• [Passage shown]
--

Matthew Yglesias wonders why Obama didn't push for a debt ceiling increase when he had the chance last year:
It didn't happen. Obama said he trusted John Boehner. Harry Reid said he didn't want the debt limit to be raised by the 111th Congress because he wanted to force the incoming 112th Congress to take ownership over it. The results of these decisions have been a disaster.
What's more, not only was the disaster predictable but even once it was visibly on the horizon the White House bungled it. There was a brief opportunity for the President to dig in his heels and simply refuse to compromise. Then the debate rapidly would have become "can John Boehner round up the votes in his caucus necessary to avoid a default." Instead, the White House conceded the unprecedented point that even though Boehner and Obama agreed about the desirability of raising the debt ceiling that the White House should make concessions to the Speaker in order to obtain it. Consequently, you get what we have here this week.

--

Please continue the debt-ceiling commentary above, starting right after its final sentence.

• [Provided data]
--

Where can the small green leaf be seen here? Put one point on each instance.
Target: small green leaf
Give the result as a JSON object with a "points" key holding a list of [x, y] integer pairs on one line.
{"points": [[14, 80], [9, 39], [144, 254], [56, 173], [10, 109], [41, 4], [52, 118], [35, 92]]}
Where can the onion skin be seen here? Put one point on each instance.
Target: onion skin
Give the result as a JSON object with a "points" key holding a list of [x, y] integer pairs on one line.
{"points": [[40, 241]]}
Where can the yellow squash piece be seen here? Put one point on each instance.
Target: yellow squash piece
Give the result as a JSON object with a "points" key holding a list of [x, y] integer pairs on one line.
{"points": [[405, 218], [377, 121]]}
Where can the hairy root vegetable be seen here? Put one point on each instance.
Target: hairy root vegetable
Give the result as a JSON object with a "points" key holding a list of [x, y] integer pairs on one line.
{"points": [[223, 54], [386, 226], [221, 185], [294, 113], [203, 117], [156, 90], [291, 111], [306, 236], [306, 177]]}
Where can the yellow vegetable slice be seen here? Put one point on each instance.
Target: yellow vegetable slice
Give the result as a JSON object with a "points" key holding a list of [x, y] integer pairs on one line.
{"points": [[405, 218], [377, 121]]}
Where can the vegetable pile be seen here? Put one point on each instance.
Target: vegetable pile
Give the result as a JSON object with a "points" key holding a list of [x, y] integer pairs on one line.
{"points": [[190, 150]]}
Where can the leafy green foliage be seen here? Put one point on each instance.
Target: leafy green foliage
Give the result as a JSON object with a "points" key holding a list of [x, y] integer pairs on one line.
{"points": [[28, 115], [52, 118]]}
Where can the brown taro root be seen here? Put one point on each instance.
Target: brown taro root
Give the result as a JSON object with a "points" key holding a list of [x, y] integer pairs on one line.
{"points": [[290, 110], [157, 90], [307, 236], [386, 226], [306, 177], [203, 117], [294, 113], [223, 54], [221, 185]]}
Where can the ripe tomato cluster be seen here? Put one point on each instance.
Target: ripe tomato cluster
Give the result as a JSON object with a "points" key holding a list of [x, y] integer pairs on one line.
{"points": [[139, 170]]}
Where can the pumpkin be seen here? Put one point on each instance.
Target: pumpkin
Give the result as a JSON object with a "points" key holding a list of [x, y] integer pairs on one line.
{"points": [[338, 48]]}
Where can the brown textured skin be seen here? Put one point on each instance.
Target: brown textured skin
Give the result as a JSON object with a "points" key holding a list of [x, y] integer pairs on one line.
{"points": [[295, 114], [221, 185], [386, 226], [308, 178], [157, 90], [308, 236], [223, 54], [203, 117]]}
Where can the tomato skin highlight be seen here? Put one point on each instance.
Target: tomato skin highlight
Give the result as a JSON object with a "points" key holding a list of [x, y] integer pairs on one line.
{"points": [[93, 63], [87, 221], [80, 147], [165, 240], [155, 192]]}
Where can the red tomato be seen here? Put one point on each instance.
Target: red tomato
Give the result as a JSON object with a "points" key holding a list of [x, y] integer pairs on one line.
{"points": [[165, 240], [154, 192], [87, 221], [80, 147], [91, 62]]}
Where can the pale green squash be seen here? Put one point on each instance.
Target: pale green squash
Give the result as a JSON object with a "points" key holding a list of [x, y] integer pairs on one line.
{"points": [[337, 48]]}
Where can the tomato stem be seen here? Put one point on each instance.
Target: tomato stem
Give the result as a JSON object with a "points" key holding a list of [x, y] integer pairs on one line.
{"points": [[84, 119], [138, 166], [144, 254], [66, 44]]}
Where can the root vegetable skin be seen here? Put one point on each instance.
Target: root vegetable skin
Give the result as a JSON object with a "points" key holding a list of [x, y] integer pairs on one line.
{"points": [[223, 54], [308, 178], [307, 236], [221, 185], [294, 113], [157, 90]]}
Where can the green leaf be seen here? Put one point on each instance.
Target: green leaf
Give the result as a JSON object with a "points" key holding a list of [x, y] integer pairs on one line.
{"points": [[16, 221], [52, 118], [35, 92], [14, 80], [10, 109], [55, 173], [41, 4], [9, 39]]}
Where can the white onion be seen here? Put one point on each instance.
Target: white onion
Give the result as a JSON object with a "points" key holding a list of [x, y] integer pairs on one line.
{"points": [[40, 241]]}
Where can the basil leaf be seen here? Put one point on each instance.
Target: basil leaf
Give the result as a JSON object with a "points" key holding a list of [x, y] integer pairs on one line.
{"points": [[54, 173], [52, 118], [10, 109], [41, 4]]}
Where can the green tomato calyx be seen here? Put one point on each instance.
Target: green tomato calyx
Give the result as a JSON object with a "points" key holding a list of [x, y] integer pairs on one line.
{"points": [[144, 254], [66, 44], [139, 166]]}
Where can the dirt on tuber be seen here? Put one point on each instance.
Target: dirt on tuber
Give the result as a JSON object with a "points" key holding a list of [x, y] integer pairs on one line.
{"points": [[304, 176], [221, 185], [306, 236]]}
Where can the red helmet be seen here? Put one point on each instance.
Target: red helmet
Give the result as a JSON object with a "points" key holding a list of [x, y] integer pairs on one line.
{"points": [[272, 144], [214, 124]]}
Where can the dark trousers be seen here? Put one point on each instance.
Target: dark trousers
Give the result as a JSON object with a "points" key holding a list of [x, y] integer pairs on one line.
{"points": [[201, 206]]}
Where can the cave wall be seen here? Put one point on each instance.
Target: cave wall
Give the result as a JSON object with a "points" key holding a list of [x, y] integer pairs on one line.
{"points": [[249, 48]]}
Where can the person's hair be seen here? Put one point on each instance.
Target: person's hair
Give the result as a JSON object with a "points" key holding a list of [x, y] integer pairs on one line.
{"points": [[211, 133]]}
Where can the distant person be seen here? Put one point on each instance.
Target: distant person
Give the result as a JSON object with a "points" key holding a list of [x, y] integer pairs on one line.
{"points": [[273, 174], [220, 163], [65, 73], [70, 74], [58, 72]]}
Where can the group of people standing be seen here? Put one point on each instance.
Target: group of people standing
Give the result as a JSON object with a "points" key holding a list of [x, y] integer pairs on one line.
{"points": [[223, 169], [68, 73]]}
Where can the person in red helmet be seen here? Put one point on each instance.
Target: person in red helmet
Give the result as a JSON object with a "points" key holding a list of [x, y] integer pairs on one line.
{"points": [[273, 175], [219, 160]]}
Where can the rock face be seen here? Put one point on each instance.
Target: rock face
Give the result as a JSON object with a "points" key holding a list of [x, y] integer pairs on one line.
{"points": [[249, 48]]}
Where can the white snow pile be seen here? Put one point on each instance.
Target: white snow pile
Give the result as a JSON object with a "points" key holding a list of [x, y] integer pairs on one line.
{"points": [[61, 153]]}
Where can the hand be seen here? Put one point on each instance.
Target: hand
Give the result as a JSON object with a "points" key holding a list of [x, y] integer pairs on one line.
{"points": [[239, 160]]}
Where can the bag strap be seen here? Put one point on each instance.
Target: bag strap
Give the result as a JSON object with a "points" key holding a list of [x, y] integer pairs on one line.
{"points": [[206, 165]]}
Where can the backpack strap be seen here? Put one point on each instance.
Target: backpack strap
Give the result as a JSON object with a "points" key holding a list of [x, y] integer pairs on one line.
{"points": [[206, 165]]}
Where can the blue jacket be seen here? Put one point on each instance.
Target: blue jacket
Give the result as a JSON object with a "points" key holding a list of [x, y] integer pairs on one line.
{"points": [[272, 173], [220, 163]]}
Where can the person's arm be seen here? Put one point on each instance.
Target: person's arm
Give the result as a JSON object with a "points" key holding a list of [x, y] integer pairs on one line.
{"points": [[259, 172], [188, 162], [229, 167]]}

--

• [Final result]
As I pointed out in this post about the male employment deficit, these 'failures' aren't bugs, but features (italics mine):
...during his first two years in office Obama had gotten enough deficit religion from the likes of Peter Orszag and Tim Geithner that he actually welcomed the opportunity to put in place some long-term spending cuts. He couldn't very well admit that publicly, of course, since his base would go bananas, so instead he punted on the debt ceiling, knowing that Republicans would then use it to "force" spending concessions out of him. Mission accomplished: long-term spending is reduced, and Republicans get all the blame. Democrats mostly forgive him because everyone knows Republicans are crazy, and as a bonus, Republicans don't even get much of a boost from their own base out of this since any real-world spending cut won't come close to the demands of the tea party crowd.
...the kind of negotiating position Matt is talking about isn't rocket science. It's not even Negotiation 101. It's more like the fifth grade version. There's just no way that Obama and Reid and the rest of the Democratic brain trust were literally so stupid that they didn't understand this. A far more parsimonious explanation is that this is roughly what Obama wanted. He wanted spending cuts, but he wanted Republicans to be the ones to take the lead. And that's what happened.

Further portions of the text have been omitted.